Exercise goal:
Report how many lines in the records below contain the string "mirror", treating case as significant, and give only the number.

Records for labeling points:
┌──

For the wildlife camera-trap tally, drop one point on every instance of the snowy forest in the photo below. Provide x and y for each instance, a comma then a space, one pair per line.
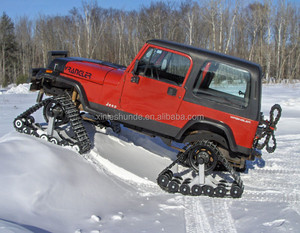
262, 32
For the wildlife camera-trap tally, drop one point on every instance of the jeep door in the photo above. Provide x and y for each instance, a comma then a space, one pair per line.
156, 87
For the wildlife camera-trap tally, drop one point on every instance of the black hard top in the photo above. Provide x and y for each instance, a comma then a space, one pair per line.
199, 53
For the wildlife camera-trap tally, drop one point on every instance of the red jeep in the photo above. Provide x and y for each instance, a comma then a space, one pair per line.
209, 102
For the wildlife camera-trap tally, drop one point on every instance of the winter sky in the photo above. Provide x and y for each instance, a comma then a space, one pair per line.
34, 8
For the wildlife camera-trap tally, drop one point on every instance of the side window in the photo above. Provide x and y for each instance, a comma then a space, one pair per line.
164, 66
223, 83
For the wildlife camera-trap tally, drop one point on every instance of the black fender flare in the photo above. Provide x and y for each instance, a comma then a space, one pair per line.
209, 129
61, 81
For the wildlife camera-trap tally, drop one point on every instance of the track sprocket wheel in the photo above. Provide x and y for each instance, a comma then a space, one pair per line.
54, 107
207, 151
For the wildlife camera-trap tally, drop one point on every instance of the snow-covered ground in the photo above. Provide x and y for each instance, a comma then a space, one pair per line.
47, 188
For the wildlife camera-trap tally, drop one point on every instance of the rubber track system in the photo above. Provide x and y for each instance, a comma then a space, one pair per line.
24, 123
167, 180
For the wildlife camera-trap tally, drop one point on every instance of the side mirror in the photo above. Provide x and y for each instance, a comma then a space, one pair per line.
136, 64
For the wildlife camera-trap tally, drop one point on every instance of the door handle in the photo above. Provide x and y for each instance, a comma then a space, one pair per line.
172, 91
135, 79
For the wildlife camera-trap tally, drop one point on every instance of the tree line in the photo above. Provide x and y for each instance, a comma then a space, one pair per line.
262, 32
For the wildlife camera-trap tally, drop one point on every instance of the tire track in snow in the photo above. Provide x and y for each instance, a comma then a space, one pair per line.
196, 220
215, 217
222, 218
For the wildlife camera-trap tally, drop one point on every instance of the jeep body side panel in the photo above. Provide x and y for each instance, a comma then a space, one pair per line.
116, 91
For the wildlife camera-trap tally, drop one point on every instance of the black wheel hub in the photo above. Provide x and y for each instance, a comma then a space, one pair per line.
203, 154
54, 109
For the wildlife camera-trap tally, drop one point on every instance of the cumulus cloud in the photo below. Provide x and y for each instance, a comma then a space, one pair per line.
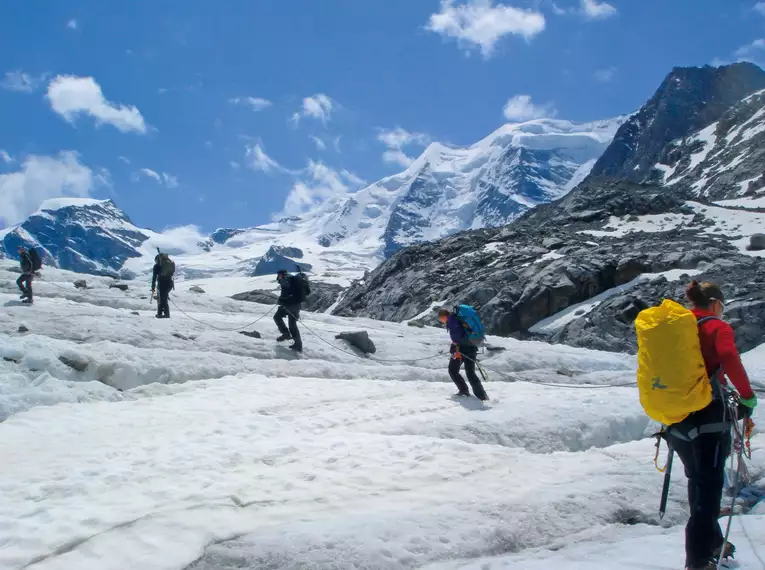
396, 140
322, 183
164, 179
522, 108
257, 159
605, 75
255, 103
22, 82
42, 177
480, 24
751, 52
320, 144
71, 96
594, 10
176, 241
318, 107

└──
┌──

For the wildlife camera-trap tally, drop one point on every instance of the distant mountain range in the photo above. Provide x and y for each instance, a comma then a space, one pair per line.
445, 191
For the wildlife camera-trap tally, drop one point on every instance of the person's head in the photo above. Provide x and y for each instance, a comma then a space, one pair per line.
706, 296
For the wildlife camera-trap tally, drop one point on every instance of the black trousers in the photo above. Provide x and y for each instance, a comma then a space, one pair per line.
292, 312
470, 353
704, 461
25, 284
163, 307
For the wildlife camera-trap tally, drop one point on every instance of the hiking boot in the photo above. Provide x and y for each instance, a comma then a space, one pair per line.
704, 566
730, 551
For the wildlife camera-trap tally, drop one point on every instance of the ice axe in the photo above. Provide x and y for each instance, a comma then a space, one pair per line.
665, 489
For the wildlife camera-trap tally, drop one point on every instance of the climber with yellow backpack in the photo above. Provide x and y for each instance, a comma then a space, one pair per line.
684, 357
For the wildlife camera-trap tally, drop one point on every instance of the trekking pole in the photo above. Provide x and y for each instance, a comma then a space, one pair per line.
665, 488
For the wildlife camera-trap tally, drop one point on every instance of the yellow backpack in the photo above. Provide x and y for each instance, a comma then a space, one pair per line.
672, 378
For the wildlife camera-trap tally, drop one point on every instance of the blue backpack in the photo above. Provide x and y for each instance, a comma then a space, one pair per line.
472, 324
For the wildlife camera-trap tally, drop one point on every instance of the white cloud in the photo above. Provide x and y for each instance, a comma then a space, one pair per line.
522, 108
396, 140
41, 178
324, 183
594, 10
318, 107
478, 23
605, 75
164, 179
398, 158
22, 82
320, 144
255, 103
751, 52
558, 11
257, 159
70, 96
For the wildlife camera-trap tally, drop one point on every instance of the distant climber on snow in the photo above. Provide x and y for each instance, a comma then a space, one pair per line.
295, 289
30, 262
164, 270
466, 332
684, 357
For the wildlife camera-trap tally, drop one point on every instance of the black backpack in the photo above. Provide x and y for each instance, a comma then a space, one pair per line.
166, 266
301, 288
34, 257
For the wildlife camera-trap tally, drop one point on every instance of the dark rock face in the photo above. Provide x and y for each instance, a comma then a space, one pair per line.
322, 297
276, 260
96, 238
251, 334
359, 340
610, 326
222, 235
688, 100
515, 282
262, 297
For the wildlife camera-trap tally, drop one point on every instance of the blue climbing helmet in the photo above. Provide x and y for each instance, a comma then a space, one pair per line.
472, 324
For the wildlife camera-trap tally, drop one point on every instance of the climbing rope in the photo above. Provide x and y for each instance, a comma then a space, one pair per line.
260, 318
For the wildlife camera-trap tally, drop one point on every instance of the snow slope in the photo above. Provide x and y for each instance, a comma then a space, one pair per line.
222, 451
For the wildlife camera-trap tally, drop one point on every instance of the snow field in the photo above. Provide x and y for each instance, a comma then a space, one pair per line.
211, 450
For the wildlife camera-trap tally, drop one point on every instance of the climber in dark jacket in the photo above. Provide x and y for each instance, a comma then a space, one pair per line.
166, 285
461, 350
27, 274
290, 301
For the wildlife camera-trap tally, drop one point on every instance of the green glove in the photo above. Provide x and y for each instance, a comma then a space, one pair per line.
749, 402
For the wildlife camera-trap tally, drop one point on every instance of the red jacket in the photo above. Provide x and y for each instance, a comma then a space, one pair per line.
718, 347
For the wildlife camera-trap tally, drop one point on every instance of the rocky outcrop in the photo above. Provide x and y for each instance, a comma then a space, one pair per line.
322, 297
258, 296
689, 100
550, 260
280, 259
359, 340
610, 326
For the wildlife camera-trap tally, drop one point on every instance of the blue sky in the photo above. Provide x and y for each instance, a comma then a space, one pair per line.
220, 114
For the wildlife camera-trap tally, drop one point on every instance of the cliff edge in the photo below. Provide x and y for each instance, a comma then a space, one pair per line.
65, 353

└──

Exercise solution:
1